§ Prompt: Quote each of the rows below word for word, from the first to the last.
+++++
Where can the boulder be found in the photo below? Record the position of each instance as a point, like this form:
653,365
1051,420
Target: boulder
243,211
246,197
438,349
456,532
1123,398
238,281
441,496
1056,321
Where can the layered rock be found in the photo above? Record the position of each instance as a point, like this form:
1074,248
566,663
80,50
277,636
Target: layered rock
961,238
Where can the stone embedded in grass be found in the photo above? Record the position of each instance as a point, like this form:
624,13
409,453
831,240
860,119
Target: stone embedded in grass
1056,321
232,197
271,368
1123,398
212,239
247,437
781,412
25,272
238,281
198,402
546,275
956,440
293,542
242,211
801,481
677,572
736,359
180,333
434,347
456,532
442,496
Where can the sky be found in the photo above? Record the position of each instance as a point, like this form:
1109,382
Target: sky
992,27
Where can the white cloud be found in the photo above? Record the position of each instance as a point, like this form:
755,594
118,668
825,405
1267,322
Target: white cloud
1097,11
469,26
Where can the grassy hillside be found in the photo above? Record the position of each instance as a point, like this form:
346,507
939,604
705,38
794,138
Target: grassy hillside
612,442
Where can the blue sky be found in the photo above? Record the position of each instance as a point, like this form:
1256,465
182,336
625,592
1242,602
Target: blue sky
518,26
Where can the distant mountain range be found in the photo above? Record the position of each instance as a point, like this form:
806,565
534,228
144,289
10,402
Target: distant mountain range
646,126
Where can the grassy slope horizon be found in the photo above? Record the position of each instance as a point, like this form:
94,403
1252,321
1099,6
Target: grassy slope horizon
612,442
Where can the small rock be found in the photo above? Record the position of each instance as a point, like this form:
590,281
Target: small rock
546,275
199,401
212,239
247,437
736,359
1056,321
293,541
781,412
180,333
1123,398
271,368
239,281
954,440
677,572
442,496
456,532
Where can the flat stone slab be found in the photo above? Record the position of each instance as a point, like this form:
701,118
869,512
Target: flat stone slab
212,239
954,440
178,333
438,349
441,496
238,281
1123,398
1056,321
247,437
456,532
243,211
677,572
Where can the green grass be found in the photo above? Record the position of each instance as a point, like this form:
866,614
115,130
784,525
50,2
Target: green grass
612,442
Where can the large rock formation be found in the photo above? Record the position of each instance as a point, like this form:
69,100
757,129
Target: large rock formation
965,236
+++++
§ Full output:
Where can the boulder be found in the photo below? Record the position of each instance as a point, like this form:
653,365
1051,420
Target: boulder
243,211
246,197
438,349
456,532
1123,398
238,281
441,496
1056,321
Where can the layered rock be found in the photo above? Record the position of each instance as a point, like this form:
1074,248
566,663
80,50
277,636
Target: layered rock
961,238
Where can the stone embedded in grass be found in the photo above? Record the position of each instance as a point, like this form:
624,13
409,453
831,240
860,119
Target: stone embedded in grass
1056,321
232,197
271,368
1123,398
212,239
247,437
781,412
25,272
238,281
198,402
546,275
956,440
293,542
242,211
801,481
677,572
736,359
180,333
434,347
456,532
442,496
Where can the sky be found in the photo above? Record the position of each instance as a point, like this form:
1109,382
Target: sky
992,27
Where can the white cloud be found in the photo above? Record the position of each instance as a point, like this form:
755,594
118,668
825,405
1267,322
Target: white cloud
1097,11
469,26
Where can the grassy hillside be found in the photo above? Record the position of each instance as a point, like this form:
346,507
939,604
705,38
794,138
Target: grassy hillside
612,442
Where can the blue sky be found in the photo above? Record the position of each instance as a point, like this form:
1256,465
182,336
625,592
1242,602
Target: blue sky
518,26
Where can the distant mountain range be found in the photo above? Record the position of each instance as a point, like this form:
806,565
534,228
144,289
10,402
Target: distant mountain range
646,126
Where can the grassy slope horizon be found in the photo above? Record the position of each instance as a point, like this form:
94,403
1252,321
1099,6
Target: grassy slope horizon
612,442
Where can the small rock be found in the photo above? Record the position of each instance as a point, like this form:
590,281
Target: small rock
546,275
199,401
212,239
247,437
736,359
1056,321
293,541
781,412
180,333
1123,398
271,368
239,281
954,440
677,572
442,496
456,532
Where can the flat stone slab be found in the photo above? Record the position of each instance as a point, like this form:
701,118
869,512
Target: flat stone slab
212,239
954,440
178,333
438,349
441,496
238,281
1123,398
1056,321
247,437
456,532
243,211
677,572
Where can the green grass be found in the photo above? Record the position of each instance as a point, like this form:
866,614
115,130
784,525
50,2
Target: green grass
612,442
Where can the large rock formation be found in the photo above? Record the position of each instance as a point, like this form:
69,100
757,129
Target: large rock formation
965,236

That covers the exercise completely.